**YOUR OBJECTIVE:**
Count how many lines of the entries below contain the word "mountain". Reply with the number alone.

**ENTRIES SUPPLIED:**

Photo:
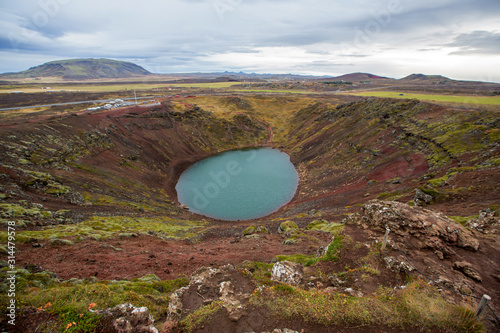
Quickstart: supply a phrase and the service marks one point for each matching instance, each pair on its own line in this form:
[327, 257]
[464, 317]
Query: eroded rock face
[288, 272]
[486, 222]
[468, 270]
[435, 229]
[206, 286]
[126, 318]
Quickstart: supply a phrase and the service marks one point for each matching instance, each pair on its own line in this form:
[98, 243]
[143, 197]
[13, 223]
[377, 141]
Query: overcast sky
[456, 38]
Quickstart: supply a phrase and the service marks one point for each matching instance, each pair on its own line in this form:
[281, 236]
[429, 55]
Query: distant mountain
[425, 78]
[356, 77]
[82, 69]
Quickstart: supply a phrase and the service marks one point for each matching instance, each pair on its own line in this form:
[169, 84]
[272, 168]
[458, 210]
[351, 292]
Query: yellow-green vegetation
[492, 100]
[287, 226]
[277, 91]
[102, 227]
[8, 210]
[114, 87]
[70, 300]
[275, 110]
[325, 226]
[416, 306]
[196, 319]
[462, 219]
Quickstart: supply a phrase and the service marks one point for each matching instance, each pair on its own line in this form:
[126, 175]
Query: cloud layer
[456, 38]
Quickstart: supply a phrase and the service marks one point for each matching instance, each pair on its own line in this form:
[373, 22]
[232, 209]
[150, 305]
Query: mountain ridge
[82, 69]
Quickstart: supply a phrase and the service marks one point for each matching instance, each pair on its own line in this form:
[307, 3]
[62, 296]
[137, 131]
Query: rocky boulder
[126, 318]
[467, 269]
[225, 285]
[435, 229]
[486, 222]
[288, 272]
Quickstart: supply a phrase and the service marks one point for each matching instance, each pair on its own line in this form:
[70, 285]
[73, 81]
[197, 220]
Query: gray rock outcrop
[435, 229]
[288, 272]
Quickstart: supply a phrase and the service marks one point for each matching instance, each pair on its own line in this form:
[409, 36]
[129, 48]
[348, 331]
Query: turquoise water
[239, 185]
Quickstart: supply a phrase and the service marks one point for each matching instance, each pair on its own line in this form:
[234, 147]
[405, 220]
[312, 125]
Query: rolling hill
[82, 69]
[425, 78]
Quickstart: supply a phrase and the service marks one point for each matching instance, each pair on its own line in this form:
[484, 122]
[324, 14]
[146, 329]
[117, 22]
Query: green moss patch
[107, 227]
[70, 300]
[417, 307]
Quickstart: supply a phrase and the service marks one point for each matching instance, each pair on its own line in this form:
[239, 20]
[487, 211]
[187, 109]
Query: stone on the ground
[288, 272]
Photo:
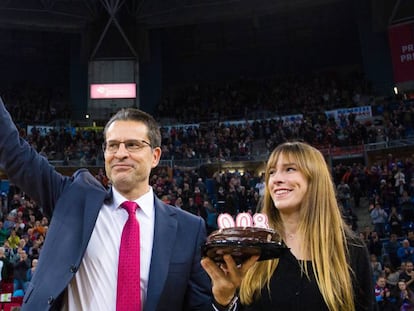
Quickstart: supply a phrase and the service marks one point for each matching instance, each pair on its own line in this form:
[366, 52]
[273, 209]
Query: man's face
[129, 171]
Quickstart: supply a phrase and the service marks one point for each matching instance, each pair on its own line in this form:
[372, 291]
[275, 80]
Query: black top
[291, 290]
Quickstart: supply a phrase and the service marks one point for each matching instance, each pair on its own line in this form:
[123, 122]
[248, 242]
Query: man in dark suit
[77, 268]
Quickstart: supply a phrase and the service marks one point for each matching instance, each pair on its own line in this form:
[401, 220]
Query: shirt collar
[145, 202]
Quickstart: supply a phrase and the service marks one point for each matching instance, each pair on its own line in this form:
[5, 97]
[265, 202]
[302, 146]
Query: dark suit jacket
[176, 281]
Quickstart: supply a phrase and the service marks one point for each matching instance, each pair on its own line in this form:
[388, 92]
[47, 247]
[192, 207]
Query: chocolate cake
[244, 235]
[242, 243]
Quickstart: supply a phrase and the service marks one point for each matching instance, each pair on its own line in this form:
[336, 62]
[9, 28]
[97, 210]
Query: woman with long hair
[327, 266]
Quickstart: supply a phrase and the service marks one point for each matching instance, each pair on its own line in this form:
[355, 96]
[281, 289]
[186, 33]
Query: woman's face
[287, 185]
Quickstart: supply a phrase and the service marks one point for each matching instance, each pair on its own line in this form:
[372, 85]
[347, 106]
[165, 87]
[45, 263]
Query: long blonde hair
[321, 225]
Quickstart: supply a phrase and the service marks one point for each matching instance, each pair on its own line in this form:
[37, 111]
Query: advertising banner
[401, 38]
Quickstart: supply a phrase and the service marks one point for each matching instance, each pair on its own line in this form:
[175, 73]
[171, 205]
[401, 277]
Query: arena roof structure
[75, 15]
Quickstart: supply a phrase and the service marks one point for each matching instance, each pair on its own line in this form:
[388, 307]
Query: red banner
[402, 51]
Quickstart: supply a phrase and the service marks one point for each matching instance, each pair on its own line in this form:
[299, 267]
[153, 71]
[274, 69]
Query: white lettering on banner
[407, 57]
[407, 48]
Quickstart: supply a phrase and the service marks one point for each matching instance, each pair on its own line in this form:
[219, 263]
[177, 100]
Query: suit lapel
[165, 230]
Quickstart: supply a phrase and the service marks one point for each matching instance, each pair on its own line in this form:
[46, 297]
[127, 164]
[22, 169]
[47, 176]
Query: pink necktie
[128, 297]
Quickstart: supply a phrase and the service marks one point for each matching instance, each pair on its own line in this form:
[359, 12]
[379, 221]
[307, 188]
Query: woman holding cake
[327, 267]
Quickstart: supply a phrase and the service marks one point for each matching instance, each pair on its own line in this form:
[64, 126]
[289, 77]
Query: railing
[332, 152]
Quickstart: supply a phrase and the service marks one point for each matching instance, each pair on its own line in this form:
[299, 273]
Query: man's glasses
[131, 145]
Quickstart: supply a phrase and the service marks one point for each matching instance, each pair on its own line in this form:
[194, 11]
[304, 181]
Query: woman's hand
[227, 277]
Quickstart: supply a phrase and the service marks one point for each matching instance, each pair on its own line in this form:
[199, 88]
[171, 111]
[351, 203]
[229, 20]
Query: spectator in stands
[408, 274]
[20, 271]
[356, 191]
[395, 221]
[31, 271]
[300, 203]
[6, 267]
[379, 218]
[399, 178]
[382, 294]
[405, 296]
[405, 252]
[375, 244]
[376, 267]
[392, 276]
[391, 247]
[84, 213]
[13, 239]
[4, 233]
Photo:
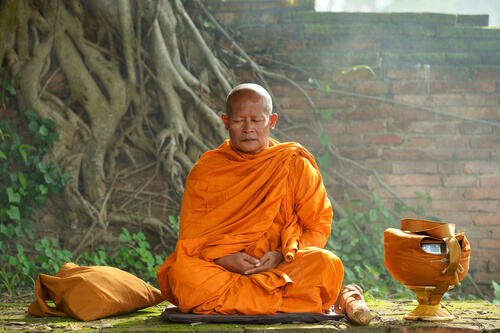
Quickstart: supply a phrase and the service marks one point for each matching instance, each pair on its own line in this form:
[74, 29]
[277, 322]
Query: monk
[254, 219]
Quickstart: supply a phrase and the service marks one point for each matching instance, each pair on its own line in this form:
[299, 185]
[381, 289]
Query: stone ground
[473, 316]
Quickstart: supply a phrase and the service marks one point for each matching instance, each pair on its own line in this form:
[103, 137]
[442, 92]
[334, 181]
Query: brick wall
[409, 119]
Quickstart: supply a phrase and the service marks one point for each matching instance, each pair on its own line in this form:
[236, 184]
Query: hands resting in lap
[242, 263]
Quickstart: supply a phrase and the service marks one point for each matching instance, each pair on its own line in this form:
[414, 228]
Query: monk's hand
[268, 261]
[237, 262]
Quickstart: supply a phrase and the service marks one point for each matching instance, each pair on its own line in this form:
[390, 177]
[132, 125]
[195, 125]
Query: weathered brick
[420, 142]
[419, 30]
[463, 86]
[320, 29]
[429, 18]
[459, 181]
[371, 88]
[437, 72]
[483, 206]
[353, 74]
[481, 154]
[383, 139]
[447, 193]
[451, 167]
[481, 167]
[487, 220]
[495, 234]
[334, 128]
[366, 127]
[431, 128]
[473, 20]
[415, 115]
[360, 153]
[346, 140]
[469, 128]
[449, 44]
[369, 29]
[431, 100]
[485, 73]
[484, 277]
[408, 87]
[417, 155]
[490, 180]
[368, 114]
[480, 100]
[414, 167]
[463, 58]
[482, 193]
[412, 180]
[466, 32]
[425, 58]
[452, 142]
[485, 45]
[488, 142]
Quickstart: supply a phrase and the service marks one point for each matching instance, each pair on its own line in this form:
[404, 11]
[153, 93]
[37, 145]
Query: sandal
[351, 302]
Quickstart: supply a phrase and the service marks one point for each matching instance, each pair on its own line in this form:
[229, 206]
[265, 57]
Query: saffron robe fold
[253, 203]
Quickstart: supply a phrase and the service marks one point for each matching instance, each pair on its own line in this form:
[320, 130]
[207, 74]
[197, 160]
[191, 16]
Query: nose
[248, 127]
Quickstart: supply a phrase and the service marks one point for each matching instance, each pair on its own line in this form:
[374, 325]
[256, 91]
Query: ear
[273, 118]
[225, 119]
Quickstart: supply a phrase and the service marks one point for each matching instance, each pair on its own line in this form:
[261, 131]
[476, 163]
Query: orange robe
[237, 202]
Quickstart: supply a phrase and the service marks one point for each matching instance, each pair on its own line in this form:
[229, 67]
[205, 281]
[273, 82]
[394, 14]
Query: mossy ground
[473, 316]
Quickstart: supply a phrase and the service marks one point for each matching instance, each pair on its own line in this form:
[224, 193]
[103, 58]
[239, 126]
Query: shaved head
[249, 91]
[249, 117]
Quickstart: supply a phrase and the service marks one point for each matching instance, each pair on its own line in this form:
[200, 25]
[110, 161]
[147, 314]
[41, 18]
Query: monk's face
[249, 121]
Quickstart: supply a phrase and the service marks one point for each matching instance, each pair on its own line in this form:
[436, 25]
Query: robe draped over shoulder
[253, 203]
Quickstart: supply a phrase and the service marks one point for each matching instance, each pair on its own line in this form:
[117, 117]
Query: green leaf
[326, 114]
[9, 88]
[12, 261]
[325, 161]
[38, 247]
[13, 213]
[43, 189]
[14, 197]
[43, 130]
[42, 167]
[49, 123]
[22, 150]
[324, 139]
[33, 126]
[47, 178]
[31, 114]
[22, 179]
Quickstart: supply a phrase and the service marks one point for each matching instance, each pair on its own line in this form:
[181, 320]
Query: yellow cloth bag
[90, 293]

**WRITTEN ANSWER:**
2